+++ PROVIDED RECORDS
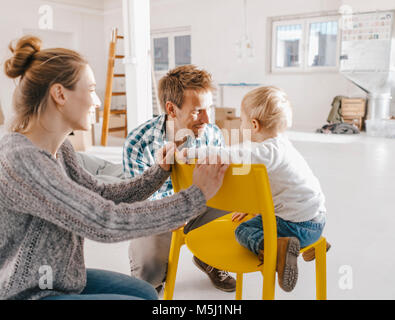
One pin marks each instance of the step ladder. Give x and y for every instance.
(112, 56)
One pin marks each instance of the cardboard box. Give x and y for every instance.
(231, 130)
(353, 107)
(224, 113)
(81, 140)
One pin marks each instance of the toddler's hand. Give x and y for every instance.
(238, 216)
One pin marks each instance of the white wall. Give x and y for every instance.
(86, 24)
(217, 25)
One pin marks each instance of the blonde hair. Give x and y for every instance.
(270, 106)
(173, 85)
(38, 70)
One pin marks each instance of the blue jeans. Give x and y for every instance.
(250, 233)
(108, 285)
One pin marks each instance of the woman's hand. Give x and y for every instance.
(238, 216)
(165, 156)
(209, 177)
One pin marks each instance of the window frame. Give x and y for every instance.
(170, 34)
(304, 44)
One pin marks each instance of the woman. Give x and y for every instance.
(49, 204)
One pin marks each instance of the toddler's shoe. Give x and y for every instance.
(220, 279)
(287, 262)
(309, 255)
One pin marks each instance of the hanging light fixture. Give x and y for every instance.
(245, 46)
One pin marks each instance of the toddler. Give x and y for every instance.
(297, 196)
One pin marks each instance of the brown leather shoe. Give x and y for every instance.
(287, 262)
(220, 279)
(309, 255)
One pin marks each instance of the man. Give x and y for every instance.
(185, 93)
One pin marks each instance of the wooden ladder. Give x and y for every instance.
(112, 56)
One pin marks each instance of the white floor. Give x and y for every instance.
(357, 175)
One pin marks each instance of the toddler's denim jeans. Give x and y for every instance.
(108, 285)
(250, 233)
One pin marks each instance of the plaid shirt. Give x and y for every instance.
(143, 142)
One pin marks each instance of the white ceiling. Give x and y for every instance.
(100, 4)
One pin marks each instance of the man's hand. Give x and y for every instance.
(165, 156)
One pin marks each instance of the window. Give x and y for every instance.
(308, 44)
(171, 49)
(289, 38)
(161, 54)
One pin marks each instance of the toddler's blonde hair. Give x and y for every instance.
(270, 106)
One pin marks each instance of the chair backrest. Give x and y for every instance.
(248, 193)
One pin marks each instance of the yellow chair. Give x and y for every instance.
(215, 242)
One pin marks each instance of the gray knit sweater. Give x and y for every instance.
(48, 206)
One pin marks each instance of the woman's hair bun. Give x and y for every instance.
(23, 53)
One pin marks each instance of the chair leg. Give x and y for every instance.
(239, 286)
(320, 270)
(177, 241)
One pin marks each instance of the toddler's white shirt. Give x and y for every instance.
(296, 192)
++++++
+++ PROVIDED RECORDS
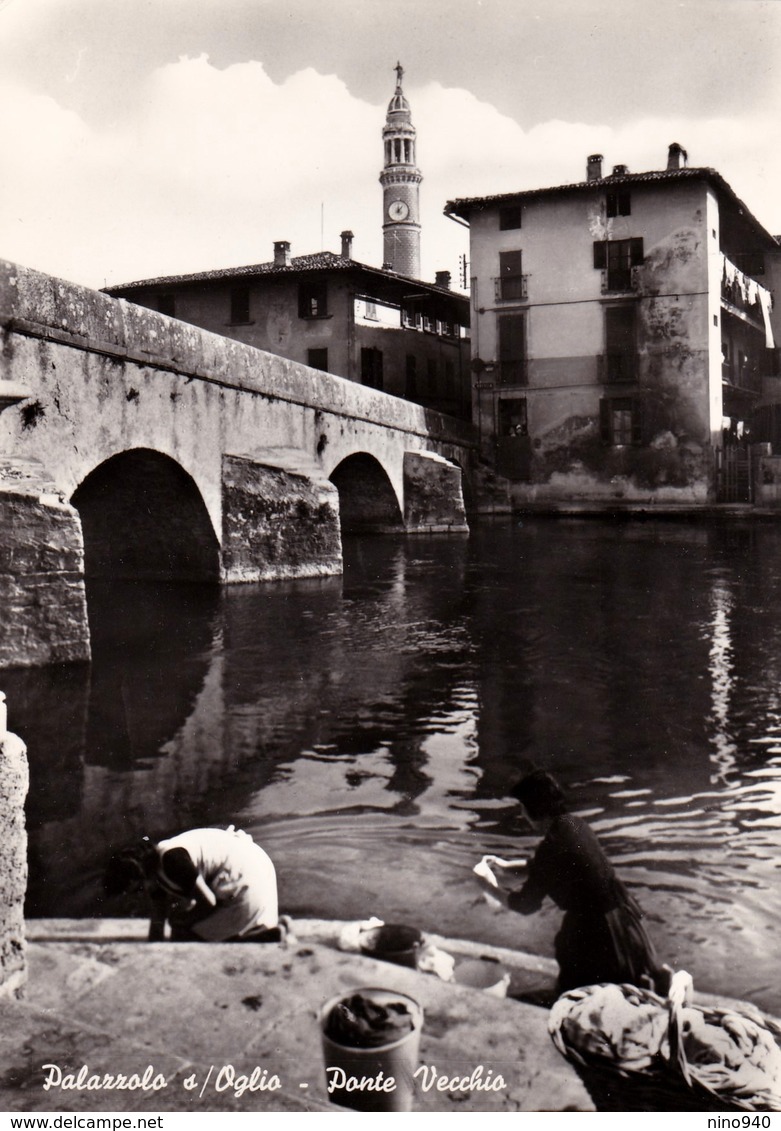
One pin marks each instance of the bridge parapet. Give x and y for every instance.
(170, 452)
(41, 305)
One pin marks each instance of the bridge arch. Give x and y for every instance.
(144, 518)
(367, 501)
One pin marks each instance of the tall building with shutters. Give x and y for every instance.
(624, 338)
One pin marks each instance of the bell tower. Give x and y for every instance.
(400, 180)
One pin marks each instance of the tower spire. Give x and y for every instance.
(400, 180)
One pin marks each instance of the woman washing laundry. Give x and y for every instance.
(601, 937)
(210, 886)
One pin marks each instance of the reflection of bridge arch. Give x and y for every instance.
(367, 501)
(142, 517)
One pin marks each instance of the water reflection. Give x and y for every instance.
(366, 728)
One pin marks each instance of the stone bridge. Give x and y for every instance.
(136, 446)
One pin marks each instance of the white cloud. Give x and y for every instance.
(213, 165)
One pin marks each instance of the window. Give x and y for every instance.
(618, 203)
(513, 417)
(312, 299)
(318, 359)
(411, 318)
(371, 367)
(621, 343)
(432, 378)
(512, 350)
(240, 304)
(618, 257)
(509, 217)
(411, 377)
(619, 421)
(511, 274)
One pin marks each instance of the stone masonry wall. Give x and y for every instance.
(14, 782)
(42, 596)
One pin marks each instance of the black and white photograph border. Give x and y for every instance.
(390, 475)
++++++
+++ PROVIDED RECORDS
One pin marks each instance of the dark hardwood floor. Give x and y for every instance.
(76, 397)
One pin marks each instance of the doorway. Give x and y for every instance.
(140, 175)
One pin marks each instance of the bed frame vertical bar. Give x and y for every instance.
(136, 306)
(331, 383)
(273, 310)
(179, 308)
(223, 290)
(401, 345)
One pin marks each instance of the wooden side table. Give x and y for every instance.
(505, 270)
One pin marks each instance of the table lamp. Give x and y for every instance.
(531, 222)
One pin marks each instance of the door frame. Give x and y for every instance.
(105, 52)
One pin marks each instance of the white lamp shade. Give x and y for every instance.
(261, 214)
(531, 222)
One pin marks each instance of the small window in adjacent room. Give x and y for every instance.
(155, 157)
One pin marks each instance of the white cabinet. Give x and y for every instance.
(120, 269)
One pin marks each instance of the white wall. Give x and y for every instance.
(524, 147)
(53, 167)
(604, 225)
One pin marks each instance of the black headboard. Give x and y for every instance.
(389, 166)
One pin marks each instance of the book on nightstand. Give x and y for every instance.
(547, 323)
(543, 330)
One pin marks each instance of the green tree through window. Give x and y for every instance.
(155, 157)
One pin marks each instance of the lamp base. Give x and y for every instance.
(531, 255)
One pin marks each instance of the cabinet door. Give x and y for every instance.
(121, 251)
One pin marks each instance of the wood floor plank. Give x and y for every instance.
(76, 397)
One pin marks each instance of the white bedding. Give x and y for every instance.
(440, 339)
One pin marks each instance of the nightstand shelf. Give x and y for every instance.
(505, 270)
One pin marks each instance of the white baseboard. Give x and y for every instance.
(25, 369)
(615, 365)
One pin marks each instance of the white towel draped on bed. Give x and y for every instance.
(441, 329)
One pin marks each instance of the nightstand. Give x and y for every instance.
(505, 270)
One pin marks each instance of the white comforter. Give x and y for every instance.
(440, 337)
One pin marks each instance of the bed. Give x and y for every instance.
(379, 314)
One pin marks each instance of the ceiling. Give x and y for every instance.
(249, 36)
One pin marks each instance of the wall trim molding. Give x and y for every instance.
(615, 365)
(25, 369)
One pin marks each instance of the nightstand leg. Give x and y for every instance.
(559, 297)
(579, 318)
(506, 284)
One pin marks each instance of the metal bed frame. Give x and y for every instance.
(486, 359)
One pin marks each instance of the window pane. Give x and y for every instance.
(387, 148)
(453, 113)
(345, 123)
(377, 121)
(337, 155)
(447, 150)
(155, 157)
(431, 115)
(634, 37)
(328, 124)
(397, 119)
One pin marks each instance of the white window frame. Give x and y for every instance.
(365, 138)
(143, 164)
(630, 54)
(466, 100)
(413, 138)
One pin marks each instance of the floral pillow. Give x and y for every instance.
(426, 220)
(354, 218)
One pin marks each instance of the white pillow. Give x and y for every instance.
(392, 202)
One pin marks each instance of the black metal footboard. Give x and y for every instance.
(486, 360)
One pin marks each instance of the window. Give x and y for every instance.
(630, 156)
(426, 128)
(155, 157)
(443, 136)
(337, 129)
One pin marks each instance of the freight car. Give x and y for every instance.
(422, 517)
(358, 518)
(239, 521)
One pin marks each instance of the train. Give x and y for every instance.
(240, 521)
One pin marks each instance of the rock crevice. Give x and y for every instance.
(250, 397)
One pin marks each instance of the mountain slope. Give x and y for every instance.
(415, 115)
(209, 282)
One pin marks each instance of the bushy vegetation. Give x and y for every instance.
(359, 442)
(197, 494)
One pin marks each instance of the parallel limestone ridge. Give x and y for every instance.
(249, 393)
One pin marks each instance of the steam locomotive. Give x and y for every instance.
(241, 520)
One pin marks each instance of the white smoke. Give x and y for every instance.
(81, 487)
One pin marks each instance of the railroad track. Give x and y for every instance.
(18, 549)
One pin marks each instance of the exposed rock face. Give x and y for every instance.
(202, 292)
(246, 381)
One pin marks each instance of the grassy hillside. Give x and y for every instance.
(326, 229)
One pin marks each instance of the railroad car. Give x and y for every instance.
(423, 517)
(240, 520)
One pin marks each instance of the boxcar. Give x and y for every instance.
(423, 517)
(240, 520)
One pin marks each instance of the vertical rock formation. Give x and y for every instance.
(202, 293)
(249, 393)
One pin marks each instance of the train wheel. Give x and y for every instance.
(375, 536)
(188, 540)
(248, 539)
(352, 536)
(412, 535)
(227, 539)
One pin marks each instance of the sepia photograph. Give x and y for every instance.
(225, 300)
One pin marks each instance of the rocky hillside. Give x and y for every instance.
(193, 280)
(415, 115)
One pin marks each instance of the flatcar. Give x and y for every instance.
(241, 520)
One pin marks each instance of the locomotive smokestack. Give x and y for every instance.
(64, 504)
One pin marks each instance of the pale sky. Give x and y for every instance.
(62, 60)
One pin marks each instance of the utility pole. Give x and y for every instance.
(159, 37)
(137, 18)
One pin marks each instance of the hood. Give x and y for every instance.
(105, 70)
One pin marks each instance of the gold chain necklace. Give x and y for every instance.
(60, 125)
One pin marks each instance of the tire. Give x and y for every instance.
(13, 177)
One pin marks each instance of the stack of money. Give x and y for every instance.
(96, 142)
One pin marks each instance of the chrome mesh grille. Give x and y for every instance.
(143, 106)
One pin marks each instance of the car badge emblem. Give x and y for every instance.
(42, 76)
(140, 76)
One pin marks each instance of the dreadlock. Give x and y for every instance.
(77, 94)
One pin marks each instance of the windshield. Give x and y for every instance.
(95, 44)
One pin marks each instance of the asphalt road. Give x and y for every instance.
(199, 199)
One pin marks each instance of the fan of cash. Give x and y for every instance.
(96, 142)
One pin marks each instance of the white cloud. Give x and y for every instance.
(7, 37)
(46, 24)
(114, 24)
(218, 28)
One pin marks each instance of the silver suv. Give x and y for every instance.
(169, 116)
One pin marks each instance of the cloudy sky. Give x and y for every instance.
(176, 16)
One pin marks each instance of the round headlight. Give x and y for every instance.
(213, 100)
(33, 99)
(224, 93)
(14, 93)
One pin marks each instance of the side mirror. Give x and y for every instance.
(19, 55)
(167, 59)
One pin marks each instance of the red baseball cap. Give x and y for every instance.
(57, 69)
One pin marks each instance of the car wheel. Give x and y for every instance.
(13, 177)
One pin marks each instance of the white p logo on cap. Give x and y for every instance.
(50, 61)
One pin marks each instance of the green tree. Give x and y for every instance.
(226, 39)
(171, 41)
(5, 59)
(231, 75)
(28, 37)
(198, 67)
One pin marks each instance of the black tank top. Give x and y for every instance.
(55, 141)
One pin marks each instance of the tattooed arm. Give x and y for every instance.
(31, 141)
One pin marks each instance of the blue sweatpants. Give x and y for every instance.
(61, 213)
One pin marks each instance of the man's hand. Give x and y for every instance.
++++++
- REQUIRED WORK
Pull out every line of the data above that contains the string "locomotive" and copy each one in full.

- TASK SOLUTION
One pin marks each instance of the steam locomotive. Give x and y for every instance.
One pin marks each instance of the locomotive smokestack. Give x and y for every instance.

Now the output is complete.